После блаженной кончины схиархимандрита Софрония († 11 июля 1993 г.), магнитофонные записи его бесед тиражируются по всей стране. Люди чувствуют необходимость в его опыте. Поэтому настало время напечатать часть этих бесед старца. Что мы и будем делать из номера в номер в нашем журнале.
Мы выбрали из всех бесед те, которые так или иначе связаны с Россией. Связь эта иногда скрытая. Так, например, беседа «Об устройстве монастыря» от самого старца получила характеристику: «Это я для России сказал». Суждения старца о происходящем в нашей стране признавались и признаются духовно умудренными людьми авторитетными. Отец Софроний, находясь вдали от Родины, видел то, что иногда очень трудно заметить при ближайшем рассмотрении. Сами названия бесед (хотя они и условны) указывают на главные проблемы эпохи: «О прелести», «О цельности духовной жизни», «О смирении», «К вопросу о соединении церквей», «О строительстве монастыря».
Нам хочется предупредить тех, кто прочтет беседы: пусть они не смущаются кажущейся нестройностью, нелогичностью их построения. В старческом слове (и это не только к о. Софронию относится) присутствует иная логика, не привычная нам гуманистическая, а логика Святого Духа. То есть все сказанное, как поучение людям, рождается из сокровенной молитвы. Старец в своих беседах неоднократно повторяет: «Я жду слова от Бога» и сетует на скудость человеческих слов, на невозможность вполне передать ими духовную реальность. В «беседах» разбивается, меняется привычное значение слов и понятий. Например, «смирение», «богословие» — это внутреннее состояние, а не отдельный порыв, поступок или внешнее занятие. Старец, как и Св. Отцы, выстраивает иерархическую структуру ценностей: только через смирение возможно богопознание, богословие, возможно «войти в Царство». И при этом мы должны помнить, что в той или иной степени мы всегда пребываем в прелести, то есть «мы не достигаем заповедей, то есть не живем вполне по Божьи».
Еще несколько слов о «жанре» бесед. Беседа — это не проповедь и не книжная страница. Это — живое общение в среде духовно близких друг другу лиц. Это совместное со слушателями размышление. Старец постоянно обращается с вопросом: «Правильно я говорю?», «Как вы думаете?» Иногда и к кому-то из слушателей лично он обращает этот вопрос, и это тоже неслучайно — они для него не только вместе собранная братия монастыря, но и отдельные люди с разным человеческим опытом.

□ □ □

ЧТО НУЖНО СДЕЛАТЬ –
A. Процитируйте из отрывка кусок от слов «После блаженной кончины» до слов «в нашем журнале.» включительно.
B. Выпишите из отрывка все названия бесед старца, какие там встречаются.
C. Ответьте коротко по отрывку:
(i) Когда скончался схиархимандрит Софроний?
(ii) Какие слова старец не раз повторяет в своих беседах?
(iii) С какими вопросами старец постоянно обращается к слушателям?

ДАННЫЕ –
□ □ □

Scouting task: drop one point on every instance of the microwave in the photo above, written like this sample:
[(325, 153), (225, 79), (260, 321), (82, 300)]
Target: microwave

□ □ □

ОТВЕТЫ К ЗАДАНИЯМ –
A.
После блаженной кончины схиархимандрита Софрония († 11 июля 1993 г.), магнитофонные записи его бесед тиражируются по всей стране. Люди чувствуют необходимость в его опыте. Поэтому настало время напечатать часть этих бесед старца. Что мы и будем делать из номера в номер в нашем журнале.

B.
«Об устройстве монастыря»
«О прелести»
«О цельности духовной жизни»
«О смирении»
«К вопросу о соединении церквей»
«О строительстве монастыря»

C.
(i) 11 июля 1993 г.
(ii) «Я жду слова от Бога».
(iii) «Правильно я говорю?», «Как вы думаете?»